DATA SHOWN:
---+---
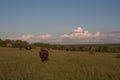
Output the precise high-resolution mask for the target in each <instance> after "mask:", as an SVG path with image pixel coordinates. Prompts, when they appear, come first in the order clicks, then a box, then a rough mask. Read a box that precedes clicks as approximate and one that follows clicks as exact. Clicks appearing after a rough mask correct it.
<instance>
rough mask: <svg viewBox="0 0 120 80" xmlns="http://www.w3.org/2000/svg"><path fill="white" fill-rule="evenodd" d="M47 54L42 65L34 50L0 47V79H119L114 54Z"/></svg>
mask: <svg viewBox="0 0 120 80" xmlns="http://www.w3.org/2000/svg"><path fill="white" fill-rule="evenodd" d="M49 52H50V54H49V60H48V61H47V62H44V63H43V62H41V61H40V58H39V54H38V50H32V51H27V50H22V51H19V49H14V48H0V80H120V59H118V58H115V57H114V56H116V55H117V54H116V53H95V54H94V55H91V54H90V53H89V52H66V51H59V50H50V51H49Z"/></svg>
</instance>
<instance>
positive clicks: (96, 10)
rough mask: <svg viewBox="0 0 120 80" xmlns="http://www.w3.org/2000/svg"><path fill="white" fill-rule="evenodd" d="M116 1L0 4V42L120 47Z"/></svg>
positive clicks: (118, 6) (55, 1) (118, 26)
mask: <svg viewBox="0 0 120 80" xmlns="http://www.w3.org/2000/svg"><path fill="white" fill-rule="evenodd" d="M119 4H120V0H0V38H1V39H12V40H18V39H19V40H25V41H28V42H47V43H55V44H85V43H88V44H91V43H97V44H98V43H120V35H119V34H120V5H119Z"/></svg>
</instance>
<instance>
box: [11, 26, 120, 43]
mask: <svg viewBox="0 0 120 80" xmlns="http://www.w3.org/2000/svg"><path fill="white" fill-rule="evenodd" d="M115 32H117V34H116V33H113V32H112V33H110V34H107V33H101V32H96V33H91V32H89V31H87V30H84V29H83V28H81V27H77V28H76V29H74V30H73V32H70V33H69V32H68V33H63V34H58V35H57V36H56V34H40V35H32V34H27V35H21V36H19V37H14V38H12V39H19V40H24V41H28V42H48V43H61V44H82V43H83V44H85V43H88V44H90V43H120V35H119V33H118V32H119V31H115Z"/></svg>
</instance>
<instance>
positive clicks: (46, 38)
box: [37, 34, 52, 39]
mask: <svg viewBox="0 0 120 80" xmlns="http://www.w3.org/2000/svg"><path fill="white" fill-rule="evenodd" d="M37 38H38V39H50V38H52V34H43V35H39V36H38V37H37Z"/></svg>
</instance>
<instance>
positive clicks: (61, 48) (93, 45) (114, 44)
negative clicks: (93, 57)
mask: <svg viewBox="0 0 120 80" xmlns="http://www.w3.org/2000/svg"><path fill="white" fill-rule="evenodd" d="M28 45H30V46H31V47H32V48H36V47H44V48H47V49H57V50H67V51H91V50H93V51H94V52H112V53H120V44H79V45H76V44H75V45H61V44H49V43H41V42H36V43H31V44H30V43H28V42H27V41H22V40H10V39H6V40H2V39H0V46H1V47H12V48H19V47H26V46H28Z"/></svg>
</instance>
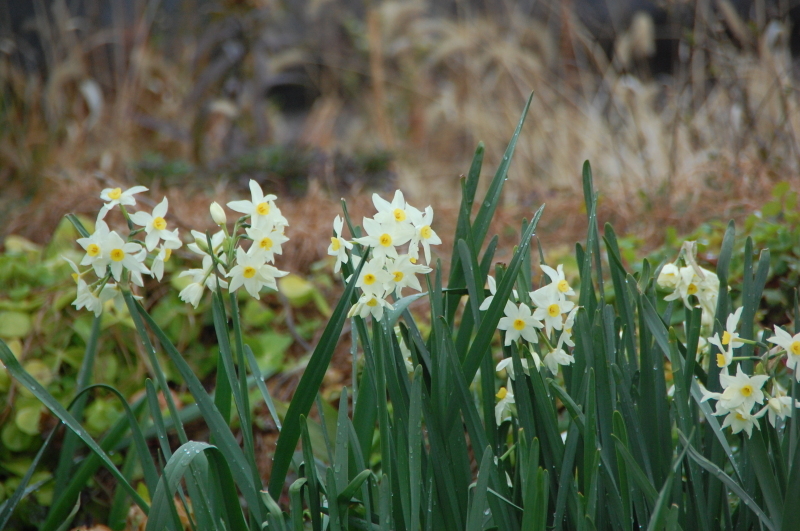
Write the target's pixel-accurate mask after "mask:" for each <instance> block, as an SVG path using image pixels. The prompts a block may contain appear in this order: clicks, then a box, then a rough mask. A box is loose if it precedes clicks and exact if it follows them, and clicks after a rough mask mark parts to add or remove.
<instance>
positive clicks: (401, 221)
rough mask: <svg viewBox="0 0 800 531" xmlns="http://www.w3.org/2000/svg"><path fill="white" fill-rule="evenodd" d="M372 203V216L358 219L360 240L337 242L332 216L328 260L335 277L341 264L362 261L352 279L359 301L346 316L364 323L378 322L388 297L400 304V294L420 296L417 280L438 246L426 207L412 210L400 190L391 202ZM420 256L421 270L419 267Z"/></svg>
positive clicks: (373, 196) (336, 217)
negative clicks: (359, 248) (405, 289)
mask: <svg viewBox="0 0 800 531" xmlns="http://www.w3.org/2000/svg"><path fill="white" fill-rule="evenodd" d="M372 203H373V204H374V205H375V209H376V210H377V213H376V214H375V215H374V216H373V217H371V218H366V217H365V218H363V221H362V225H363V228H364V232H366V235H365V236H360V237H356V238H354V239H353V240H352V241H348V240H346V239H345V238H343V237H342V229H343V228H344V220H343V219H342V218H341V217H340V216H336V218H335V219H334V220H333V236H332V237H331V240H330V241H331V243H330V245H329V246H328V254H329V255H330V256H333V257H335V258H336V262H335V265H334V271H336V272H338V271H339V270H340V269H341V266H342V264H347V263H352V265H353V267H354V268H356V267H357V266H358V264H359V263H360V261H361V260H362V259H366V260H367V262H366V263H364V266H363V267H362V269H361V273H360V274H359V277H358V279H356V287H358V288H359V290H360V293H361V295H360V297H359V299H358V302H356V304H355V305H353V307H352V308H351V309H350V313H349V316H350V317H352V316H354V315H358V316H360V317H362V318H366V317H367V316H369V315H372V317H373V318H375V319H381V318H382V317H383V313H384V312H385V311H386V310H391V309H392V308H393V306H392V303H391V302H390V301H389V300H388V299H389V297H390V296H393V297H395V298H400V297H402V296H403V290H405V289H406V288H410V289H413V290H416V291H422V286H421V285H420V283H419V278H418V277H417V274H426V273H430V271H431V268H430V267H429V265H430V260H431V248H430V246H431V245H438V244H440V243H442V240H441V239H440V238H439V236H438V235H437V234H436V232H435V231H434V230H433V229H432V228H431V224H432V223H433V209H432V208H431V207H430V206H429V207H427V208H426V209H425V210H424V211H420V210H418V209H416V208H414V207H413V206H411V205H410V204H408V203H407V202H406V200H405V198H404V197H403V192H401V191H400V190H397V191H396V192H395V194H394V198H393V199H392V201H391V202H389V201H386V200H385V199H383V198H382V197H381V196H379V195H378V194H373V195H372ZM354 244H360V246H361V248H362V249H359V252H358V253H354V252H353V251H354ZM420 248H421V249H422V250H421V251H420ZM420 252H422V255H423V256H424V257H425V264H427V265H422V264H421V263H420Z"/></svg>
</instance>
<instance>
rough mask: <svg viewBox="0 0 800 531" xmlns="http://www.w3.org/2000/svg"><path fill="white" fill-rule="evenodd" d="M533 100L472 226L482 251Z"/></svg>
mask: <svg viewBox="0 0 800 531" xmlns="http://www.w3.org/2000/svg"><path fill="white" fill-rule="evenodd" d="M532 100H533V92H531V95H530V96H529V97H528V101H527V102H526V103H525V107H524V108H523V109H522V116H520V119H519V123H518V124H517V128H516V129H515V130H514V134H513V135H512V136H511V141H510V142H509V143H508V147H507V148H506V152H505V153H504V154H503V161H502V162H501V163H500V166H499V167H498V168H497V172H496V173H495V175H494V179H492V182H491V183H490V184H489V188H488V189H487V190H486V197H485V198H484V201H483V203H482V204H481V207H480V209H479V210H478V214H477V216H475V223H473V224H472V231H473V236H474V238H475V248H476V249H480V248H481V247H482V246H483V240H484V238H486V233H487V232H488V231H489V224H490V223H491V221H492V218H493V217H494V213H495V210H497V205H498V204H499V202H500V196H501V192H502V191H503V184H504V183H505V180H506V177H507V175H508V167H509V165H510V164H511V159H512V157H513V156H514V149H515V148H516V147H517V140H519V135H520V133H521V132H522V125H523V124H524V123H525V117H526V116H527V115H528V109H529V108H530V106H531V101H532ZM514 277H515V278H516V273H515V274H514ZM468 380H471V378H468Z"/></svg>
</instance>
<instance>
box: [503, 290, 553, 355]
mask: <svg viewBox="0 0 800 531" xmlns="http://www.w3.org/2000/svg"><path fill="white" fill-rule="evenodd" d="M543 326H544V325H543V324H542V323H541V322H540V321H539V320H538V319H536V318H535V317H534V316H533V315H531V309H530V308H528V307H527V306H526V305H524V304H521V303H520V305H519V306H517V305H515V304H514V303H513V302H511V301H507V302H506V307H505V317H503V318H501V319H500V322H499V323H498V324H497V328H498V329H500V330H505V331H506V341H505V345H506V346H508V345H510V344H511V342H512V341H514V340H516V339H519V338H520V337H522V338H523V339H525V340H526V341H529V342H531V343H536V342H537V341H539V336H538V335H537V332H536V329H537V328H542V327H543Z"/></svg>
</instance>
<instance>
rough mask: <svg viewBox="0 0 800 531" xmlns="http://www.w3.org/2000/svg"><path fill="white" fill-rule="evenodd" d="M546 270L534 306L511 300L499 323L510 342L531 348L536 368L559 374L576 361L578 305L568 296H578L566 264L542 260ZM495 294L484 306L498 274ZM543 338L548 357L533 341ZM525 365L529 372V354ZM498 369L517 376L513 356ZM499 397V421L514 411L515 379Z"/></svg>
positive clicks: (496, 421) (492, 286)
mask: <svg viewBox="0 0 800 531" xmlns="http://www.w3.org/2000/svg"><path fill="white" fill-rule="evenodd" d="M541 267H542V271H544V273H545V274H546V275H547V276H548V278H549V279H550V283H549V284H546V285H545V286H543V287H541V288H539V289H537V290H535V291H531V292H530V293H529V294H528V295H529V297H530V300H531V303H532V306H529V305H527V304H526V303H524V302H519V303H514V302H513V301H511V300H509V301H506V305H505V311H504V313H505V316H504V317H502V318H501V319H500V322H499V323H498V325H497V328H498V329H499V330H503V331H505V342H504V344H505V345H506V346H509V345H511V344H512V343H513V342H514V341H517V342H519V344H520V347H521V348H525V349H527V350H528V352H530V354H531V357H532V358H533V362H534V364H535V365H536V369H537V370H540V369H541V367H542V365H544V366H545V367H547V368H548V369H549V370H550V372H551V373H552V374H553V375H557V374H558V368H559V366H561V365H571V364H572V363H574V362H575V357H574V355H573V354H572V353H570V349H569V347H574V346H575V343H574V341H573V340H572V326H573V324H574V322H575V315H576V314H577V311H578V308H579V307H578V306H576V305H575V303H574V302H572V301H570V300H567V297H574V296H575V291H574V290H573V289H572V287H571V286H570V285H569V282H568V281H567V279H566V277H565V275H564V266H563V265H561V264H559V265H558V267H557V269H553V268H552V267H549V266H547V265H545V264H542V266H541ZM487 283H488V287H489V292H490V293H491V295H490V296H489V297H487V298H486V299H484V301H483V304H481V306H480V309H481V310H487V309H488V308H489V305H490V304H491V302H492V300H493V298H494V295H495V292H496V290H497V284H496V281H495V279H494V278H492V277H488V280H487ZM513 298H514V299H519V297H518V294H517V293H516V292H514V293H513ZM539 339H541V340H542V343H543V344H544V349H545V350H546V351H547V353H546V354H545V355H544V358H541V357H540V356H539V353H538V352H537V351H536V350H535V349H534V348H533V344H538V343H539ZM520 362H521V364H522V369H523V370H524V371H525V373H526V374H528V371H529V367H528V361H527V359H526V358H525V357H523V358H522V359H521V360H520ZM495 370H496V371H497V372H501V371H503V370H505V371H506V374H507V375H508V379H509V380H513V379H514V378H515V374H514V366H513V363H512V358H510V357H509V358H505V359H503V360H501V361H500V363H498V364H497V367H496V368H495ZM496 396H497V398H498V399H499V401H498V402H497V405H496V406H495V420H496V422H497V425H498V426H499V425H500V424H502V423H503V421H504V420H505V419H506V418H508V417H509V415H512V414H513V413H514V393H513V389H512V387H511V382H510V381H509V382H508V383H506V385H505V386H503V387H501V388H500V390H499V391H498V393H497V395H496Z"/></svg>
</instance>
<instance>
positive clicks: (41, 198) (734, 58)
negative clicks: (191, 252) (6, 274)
---+---
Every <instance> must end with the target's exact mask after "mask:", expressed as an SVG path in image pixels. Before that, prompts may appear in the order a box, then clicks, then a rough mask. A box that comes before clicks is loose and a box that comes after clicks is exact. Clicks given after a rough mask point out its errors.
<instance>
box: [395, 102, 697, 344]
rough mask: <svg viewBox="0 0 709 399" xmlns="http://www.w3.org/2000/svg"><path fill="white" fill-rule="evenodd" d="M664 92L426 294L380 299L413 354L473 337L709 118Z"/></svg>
---+---
Could you copy every line in the records that holds "pixels"?

WRITTEN ANSWER:
Write the target's pixel-accurate mask after "mask:" for each <instance> block, as an SVG path using image pixels. The prompts a block may contain appear in this order: clicks, then a box, then a rough mask. A box is loose if it precedes clicks and exact if it follows them, and clicks after a rough mask mark parts to add or remove.
Every <instance> must end with the target's exact mask after "mask:", expressed as an SVG path in image pixels. Before that, prompts may appear in the order a box, then clicks, then a rough mask. A box that comes before clicks is loose and a box that comes after clicks is exact. Clicks given after a rough mask point out its errors.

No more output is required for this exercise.